--- start of Information shown ---

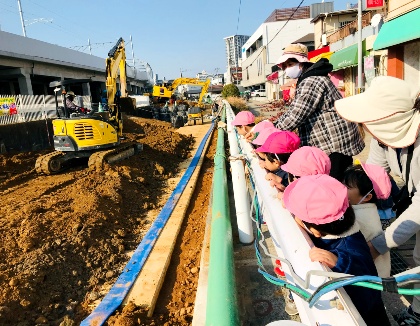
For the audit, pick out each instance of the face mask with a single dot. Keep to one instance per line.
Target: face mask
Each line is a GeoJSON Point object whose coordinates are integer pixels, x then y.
{"type": "Point", "coordinates": [293, 72]}
{"type": "Point", "coordinates": [364, 197]}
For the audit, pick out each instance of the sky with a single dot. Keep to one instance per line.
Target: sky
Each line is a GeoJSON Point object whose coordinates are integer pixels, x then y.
{"type": "Point", "coordinates": [172, 36]}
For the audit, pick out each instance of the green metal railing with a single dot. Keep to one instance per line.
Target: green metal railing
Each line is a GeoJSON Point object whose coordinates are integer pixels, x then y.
{"type": "Point", "coordinates": [222, 307]}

--- end of Information shown ---

● **Task directions**
Express every line of the items above as a JSON list of strings, one string per line and no blank lines. Leave the pictures out.

● **The result**
[
  "For the audit, pick out each instance of the face mask with a single dot. Keep to one instance per line.",
  "Target: face mask",
  "Each line is a GeoJSON Point object whose coordinates are integer pixels, x then y.",
  "{\"type\": \"Point\", \"coordinates\": [293, 72]}",
  "{\"type\": \"Point\", \"coordinates\": [364, 197]}",
  "For the audit, pick out each instance of the sky with a single dot. Keep to one instance per line.",
  "Target: sky",
  "Each line is a GeoJSON Point object whose coordinates are integer pixels, x then y.",
  "{\"type\": \"Point\", \"coordinates\": [172, 36]}",
  "For the audit, pick out each instance of the green metal railing with a single dot. Keep to one instance per line.",
  "Target: green metal railing",
  "Each line is a GeoJSON Point object whose coordinates are integer pixels, x then y.",
  "{\"type\": \"Point\", \"coordinates\": [222, 307]}"
]